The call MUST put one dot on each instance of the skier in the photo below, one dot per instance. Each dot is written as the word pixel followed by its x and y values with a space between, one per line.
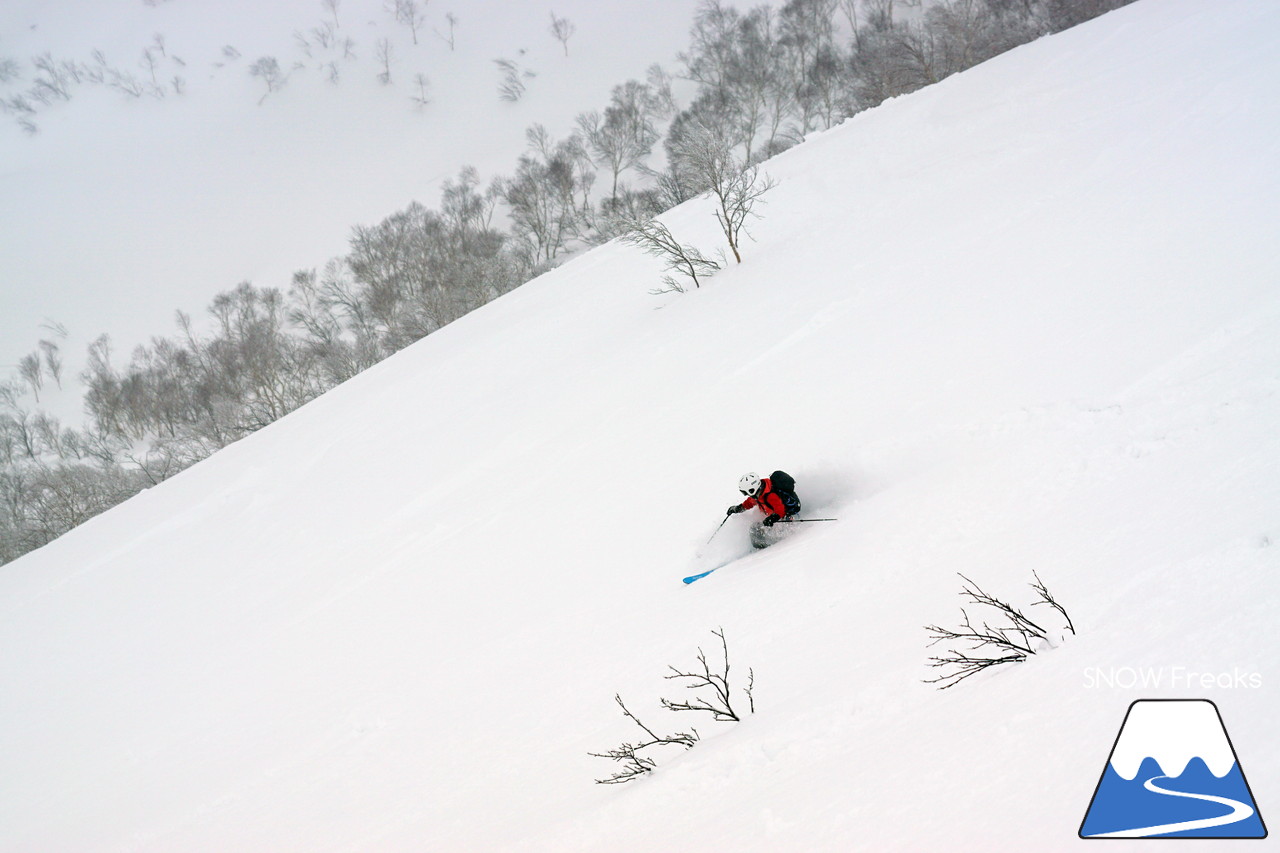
pixel 773 496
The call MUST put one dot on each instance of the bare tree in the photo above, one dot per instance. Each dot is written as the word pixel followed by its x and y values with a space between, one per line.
pixel 452 19
pixel 626 133
pixel 31 370
pixel 407 13
pixel 512 86
pixel 735 187
pixel 268 69
pixel 383 53
pixel 562 28
pixel 984 644
pixel 720 703
pixel 635 765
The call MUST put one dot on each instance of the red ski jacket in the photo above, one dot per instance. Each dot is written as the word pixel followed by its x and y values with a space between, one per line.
pixel 768 501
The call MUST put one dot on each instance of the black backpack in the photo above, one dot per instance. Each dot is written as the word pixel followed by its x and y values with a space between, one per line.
------------------------------
Everything from the line with "of the bare" down to the final line above is to be retyped exactly. Leave the earlier lines out.

> **FINISHED TASK**
The call MUST put one dot on each instance of the bare tree in the photo above, one dot per instance. Each dot is written as the word pixel followed by its x and y values with a space between, one per line.
pixel 452 19
pixel 626 133
pixel 31 370
pixel 407 13
pixel 512 86
pixel 735 187
pixel 268 69
pixel 383 53
pixel 562 28
pixel 984 644
pixel 720 703
pixel 635 765
The call MUST put one dot on each instance of the red ski jacket in the photo above, one dot per instance. Each dot is written as the word pixel followed by its x and y values with a space between, one per line.
pixel 768 501
The call MUST put one dot on each instance of the black backpack in the photo above, one dot per instance. Each dot is written as the word pixel followed by its x and y values with a space between, one per line.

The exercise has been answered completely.